▶ _The exercise_:
Restate the whole listing exactly.
** BEGIN Provided material **
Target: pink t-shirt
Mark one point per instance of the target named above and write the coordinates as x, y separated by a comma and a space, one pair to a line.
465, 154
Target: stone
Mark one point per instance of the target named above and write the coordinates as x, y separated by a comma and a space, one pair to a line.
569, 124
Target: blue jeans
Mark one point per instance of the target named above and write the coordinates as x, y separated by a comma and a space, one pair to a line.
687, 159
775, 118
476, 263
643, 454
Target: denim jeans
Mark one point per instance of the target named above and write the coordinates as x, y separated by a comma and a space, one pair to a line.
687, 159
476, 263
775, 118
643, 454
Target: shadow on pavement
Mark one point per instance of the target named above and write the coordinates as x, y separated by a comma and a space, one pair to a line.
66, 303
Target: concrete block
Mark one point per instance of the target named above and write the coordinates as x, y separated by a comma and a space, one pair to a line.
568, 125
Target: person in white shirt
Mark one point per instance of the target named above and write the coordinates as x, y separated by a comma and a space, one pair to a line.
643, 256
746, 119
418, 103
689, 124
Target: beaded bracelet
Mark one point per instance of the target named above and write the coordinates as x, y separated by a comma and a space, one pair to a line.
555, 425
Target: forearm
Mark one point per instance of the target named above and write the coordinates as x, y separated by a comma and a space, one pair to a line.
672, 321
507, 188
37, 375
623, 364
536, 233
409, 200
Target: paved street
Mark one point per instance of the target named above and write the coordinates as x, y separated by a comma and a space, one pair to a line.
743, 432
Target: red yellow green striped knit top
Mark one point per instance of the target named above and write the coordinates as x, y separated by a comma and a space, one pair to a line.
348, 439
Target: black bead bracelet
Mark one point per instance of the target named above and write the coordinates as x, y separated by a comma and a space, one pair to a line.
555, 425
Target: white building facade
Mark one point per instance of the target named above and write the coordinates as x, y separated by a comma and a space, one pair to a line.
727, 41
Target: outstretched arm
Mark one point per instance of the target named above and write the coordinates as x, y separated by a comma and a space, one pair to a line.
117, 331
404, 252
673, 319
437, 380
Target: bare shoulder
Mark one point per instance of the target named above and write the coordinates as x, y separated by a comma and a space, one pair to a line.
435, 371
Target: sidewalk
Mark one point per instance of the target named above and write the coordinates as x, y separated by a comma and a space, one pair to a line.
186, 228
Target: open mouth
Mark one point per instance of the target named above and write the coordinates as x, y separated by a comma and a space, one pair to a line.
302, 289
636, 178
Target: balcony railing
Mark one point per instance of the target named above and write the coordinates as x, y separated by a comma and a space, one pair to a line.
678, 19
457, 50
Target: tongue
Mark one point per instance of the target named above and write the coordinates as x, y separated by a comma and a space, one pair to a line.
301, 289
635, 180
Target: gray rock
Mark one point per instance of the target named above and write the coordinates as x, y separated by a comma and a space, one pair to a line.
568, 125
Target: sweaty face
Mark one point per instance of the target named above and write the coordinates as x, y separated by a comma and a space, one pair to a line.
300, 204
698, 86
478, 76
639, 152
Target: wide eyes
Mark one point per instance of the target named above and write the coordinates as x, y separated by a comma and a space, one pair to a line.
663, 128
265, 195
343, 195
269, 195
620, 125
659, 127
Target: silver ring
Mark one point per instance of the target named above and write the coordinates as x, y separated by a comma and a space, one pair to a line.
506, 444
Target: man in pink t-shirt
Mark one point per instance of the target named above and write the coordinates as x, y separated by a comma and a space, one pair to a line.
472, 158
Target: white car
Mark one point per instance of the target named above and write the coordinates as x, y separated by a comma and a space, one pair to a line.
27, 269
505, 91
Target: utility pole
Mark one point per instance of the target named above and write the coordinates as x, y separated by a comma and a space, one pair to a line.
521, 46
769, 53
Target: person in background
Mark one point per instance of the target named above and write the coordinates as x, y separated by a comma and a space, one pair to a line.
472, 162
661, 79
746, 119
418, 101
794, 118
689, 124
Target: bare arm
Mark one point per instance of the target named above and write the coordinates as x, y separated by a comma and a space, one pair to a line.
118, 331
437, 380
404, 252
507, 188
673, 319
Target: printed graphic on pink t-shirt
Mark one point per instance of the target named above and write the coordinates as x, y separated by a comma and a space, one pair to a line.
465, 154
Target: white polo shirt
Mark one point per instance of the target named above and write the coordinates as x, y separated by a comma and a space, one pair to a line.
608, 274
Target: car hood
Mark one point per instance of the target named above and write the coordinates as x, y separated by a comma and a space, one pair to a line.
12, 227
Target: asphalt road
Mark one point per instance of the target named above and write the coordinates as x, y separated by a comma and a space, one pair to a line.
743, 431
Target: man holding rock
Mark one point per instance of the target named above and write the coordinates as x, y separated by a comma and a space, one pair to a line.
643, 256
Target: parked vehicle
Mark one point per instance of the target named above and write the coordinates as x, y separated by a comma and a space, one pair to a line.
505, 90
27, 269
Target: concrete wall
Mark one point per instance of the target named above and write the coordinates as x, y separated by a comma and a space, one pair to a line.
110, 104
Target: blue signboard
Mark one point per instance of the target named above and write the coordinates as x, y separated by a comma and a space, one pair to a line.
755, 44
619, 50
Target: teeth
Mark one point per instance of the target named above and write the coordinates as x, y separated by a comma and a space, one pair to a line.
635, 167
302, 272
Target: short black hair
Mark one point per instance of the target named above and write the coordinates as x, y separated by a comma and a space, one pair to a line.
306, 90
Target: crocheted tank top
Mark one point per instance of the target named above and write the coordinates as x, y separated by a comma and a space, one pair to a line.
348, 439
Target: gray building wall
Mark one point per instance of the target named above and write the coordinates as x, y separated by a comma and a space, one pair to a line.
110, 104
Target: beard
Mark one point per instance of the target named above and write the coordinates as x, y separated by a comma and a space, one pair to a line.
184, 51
** END Provided material **
▶ _Result of the exercise_:
Target: pink t-shirt
Mark one point per instance of the target named above and write the coordinates as x, y separated by a comma and a space, one pair to a line.
465, 154
Target: stone
Mark one point per instance of the target named above and write the coordinates as x, y separated by a comma and a space, one pair to a line.
569, 124
Target: blue jeans
Mark one point per instance of the target named above and write the coordinates as x, y separated by a comma and a space, one pair to a line.
687, 159
775, 118
476, 263
643, 454
Target: denim jeans
Mark one point per instance of the target named above and write the coordinates as x, y separated by a comma and a space, one pair to a line.
687, 159
476, 263
775, 118
643, 454
Target: shadow on pavement
Mark one point per instance of the target named above and write the coordinates as x, y separated by a comma and a space, one pair to a line.
66, 303
Target: concrete block
Mark one point per instance of the target named above and write the coordinates as x, y separated by a comma and a space, one pair to a line.
568, 125
Target: person in white shirt
Mark one point per instance of the target named above and write the coordinates as x, y separated by a comma and a space, one pair to a line.
643, 256
746, 119
418, 103
689, 124
Target: beaded bracelet
Mark one point per instance of the target named above and write the coordinates as x, y separated by a comma and a space, one pair to a line.
555, 425
Target: forearm
Mark one point per instance of the target named above and write the coordinates as x, y separated by a comma and a space, one pair to a line.
672, 321
507, 188
37, 375
623, 364
536, 233
409, 200
Target: paved street
Mark one point per instance of the target named above and write the coordinates as x, y separated by a comma and a space, one pair to a line.
743, 432
Target: red yellow green striped knit top
Mark one point per instance of the target named above and write the coordinates as x, y separated by a comma and a space, one pair to a line.
348, 439
Target: black bead bracelet
Mark one point per instance of the target named above and write the coordinates as x, y separated by a comma and a space, one pair to a line.
555, 425
Target: white building facade
Mark one point per instance of the target named above and write the coordinates as x, y separated by a comma and a space, one pair to a line.
727, 41
Target: outstretched arm
Mark one point per instance of the target named above and write the coordinates as x, y separated by a comma and a space, one pair to a line.
117, 331
404, 252
673, 319
437, 380
Target: bare shoulder
Mark one point per instance of the target named above and write the coordinates as x, y separated by a comma and a space, one pair to a line.
435, 371
Target: sidewalk
Mark one point per instance of the target named above and write the coordinates as x, y separated by a comma and a space, one pair to a line.
186, 228
Target: open mouth
Mark one point per instance of the target named above and write the coordinates as x, y separated by a comma and a space, one pair to a line.
302, 289
636, 178
Target: balcony railing
Mark one point per instance of the target named above and write the coordinates as x, y separated by a comma and a space, one pair to a line.
678, 19
457, 50
Target: tongue
Mark one point per instance of the target named above and write the coordinates as x, y separated by a comma and a space, one pair to a line.
301, 289
635, 180
Target: gray rock
Mark one point per instance of the target named above and write the coordinates as x, y separated by a comma and a space, one pair to a line.
568, 125
Target: sweaty face
Mark one point per instance of the target named above and write the coordinates as x, y separated by a comma and a space, one pair to a line.
300, 204
698, 86
478, 76
639, 152
Target: wide eyes
Mark one point per instance of the target named above and write the coordinates as x, y separated by a comma and a space, one pair to a line.
663, 128
265, 195
343, 195
269, 195
620, 125
659, 127
Target: silver ring
Mark one point per instance of the target named above and write the coordinates as x, y separated by a comma and a space, one pair to a line.
506, 444
Target: man in pink t-shirt
Mark one point per instance of the target named above and write the coordinates as x, y separated by a comma and a space, one pair to a line.
472, 158
Target: white car
Mark one point per instance of the target named above and write the coordinates as x, y separated by a comma and a space, one pair to a line.
27, 269
505, 91
Target: utility pole
Mark one point per instance of the target named above and write the coordinates as x, y separated by a comma and a space, one pair to a line.
521, 46
769, 53
Target: person in background
Mark one point per instance of the target named above and write the coordinates as x, y separated by a comma and a space, one pair to a line.
472, 162
661, 79
746, 119
418, 101
794, 118
689, 124
Target: bare arm
Mark one point per instance of the target named above and write the coordinates as x, y separated by a comma and a space, one pair to a line.
118, 331
437, 380
404, 252
507, 188
673, 319
Target: printed graphic on pink t-shirt
Mark one point per instance of the target named above and write the coordinates as x, y separated by a comma and a space, one pair to a line.
465, 154
Target: white polo shirt
Mark one point per instance of the target named above and write the coordinates as x, y separated by a comma and a space, one pair to a line.
608, 274
Target: car hood
Mark one point per instance of the target named above and write the coordinates as x, y separated by a comma and a space, one pair to a line.
12, 227
Target: asphalt road
Mark one point per instance of the target named above and write the coordinates as x, y separated by a comma and a space, one pair to a line.
743, 431
Target: man holding rock
Mark one point per instance of the target named above and write the coordinates as x, y separated by a comma and a space, one pair to a line.
643, 256
Target: parked vehicle
Mark one point per instance of the target named above and write the coordinates as x, y separated by a comma and a space, one pair to a line.
505, 90
27, 269
Target: concrete wall
Mark one point per instance of the target named above and write the coordinates as x, y separated by a comma and a space, one pair to a line.
110, 104
Target: blue signboard
Mark one point per instance of the target named above and write the coordinates as x, y separated by a comma and a space, one pair to a line.
755, 44
619, 50
Target: teeth
Mark one point per instance of the target named above and write the coordinates as x, y separated by a comma and a space, one pair to a line.
635, 167
302, 272
Target: short black hair
Mark one point per instance of the target named above and write the coordinates as x, y separated by a comma and a space, one pair to a line.
306, 90
Target: crocheted tank top
Mark one point per instance of the target named above and write the coordinates as x, y separated by a comma and a space, one pair to a line.
348, 439
Target: gray building wall
Mark one point per instance of the target named above and write the coordinates as x, y separated by a comma and a space, one pair to a line.
110, 104
Target: beard
Mark one point per instance of the target named above and write the coordinates as x, y separated by a comma and a space, one pair to a line.
184, 51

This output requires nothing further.